§ Required work
Reproduce the entries from the very first line through the line holding "x=188 y=260", inclusive, without changing a character. Leave out the pictures.

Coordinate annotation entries
========================

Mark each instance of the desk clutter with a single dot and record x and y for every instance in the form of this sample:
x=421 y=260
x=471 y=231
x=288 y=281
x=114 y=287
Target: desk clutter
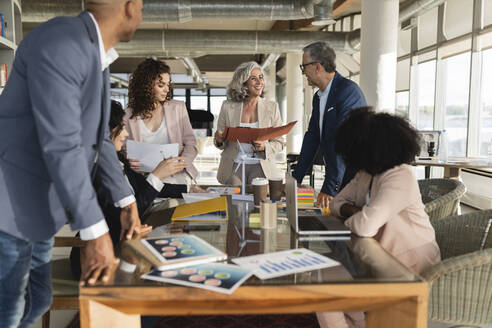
x=188 y=260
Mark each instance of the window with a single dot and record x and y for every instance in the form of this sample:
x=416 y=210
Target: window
x=179 y=94
x=458 y=18
x=403 y=75
x=486 y=104
x=426 y=75
x=487 y=12
x=404 y=37
x=402 y=100
x=217 y=97
x=198 y=100
x=457 y=82
x=428 y=28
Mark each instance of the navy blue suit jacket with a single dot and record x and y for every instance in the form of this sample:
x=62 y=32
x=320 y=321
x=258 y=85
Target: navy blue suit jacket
x=54 y=114
x=344 y=95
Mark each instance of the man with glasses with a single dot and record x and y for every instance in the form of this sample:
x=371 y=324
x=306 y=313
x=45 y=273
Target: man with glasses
x=335 y=98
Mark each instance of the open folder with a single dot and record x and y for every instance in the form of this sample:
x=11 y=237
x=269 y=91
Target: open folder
x=215 y=209
x=253 y=134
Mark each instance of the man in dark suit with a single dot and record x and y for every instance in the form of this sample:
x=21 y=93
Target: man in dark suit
x=335 y=98
x=54 y=115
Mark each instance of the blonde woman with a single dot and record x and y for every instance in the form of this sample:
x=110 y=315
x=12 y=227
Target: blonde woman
x=245 y=107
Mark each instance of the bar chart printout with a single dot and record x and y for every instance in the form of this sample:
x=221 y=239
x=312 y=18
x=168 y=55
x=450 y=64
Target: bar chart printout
x=272 y=265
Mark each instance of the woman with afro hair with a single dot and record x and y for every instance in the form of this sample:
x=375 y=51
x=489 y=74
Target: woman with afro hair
x=154 y=117
x=383 y=200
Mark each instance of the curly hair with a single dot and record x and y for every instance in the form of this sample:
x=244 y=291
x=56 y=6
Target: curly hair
x=376 y=142
x=237 y=89
x=140 y=88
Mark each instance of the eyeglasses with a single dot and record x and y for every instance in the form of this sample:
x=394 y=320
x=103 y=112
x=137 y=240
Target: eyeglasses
x=303 y=66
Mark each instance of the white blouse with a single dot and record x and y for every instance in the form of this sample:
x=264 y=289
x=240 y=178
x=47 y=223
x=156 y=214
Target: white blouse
x=159 y=136
x=247 y=148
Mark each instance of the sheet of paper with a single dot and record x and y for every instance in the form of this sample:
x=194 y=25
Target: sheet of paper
x=252 y=134
x=192 y=197
x=272 y=265
x=217 y=277
x=149 y=154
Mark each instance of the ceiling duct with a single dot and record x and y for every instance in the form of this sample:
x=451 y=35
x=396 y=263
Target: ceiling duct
x=415 y=8
x=323 y=13
x=194 y=43
x=38 y=11
x=270 y=60
x=194 y=72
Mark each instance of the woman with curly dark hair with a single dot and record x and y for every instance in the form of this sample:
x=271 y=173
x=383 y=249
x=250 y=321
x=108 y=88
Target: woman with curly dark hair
x=154 y=117
x=383 y=200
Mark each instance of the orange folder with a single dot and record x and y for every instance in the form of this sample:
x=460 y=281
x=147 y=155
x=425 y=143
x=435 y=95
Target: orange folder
x=252 y=134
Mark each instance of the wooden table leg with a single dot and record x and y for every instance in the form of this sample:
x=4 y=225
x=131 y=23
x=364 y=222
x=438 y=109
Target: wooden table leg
x=96 y=315
x=427 y=172
x=409 y=313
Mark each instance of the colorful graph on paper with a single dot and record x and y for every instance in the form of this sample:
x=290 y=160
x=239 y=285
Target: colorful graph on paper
x=272 y=265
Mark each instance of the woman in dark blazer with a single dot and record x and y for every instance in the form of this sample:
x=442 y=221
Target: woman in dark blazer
x=145 y=189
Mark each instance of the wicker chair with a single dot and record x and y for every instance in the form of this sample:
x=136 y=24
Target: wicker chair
x=441 y=197
x=461 y=285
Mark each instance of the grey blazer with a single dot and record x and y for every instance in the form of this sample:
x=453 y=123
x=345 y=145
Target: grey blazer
x=54 y=114
x=268 y=116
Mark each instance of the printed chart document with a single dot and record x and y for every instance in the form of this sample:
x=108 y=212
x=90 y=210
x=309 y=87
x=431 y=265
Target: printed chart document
x=149 y=154
x=175 y=251
x=217 y=277
x=272 y=265
x=253 y=134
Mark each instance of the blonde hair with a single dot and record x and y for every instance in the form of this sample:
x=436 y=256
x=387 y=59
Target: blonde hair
x=237 y=90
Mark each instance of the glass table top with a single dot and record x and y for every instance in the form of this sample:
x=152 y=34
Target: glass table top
x=362 y=260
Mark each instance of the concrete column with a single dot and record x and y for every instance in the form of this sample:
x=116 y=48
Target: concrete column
x=295 y=99
x=270 y=82
x=281 y=99
x=379 y=35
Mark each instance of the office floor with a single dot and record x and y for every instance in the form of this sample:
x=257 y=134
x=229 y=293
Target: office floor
x=207 y=166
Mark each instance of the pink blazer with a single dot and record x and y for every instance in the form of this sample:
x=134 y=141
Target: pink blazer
x=395 y=216
x=178 y=128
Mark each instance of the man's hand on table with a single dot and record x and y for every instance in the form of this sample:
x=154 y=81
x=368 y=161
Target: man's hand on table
x=323 y=200
x=129 y=221
x=99 y=260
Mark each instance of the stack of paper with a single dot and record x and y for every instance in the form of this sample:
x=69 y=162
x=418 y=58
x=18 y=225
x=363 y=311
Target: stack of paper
x=149 y=154
x=192 y=197
x=305 y=197
x=187 y=260
x=217 y=277
x=215 y=209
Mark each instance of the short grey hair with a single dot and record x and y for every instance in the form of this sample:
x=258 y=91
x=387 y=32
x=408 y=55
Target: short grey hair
x=237 y=90
x=322 y=53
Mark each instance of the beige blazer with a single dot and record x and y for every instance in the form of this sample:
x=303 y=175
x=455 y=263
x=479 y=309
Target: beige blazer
x=230 y=115
x=395 y=216
x=178 y=128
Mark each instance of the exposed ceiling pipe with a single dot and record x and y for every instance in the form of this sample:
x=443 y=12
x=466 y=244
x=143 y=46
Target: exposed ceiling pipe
x=415 y=8
x=194 y=72
x=270 y=60
x=193 y=43
x=38 y=11
x=323 y=13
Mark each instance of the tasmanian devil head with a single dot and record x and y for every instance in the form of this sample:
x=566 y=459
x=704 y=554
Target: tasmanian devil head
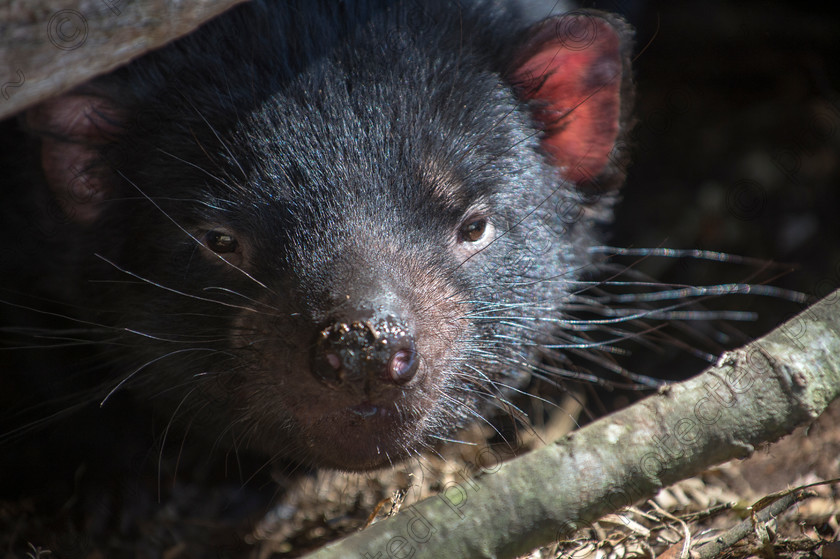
x=334 y=232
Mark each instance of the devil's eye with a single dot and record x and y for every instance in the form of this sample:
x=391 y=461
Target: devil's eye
x=220 y=242
x=473 y=230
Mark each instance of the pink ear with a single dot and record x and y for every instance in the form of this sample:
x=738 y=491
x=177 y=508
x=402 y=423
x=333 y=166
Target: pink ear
x=72 y=128
x=573 y=70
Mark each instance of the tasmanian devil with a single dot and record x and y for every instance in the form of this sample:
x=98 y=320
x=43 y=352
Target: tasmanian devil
x=331 y=232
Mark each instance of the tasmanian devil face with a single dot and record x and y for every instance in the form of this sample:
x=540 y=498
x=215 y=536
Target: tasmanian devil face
x=335 y=250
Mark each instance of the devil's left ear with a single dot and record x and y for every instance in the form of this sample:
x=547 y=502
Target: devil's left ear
x=574 y=71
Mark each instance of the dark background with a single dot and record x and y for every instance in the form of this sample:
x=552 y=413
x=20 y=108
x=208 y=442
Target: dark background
x=736 y=147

========================

§ The response
Mark each instance of the desk clutter with a single dot and record x and y for every instance in the form of this sample:
x=421 y=260
x=471 y=231
x=288 y=281
x=114 y=287
Target: desk clutter
x=188 y=260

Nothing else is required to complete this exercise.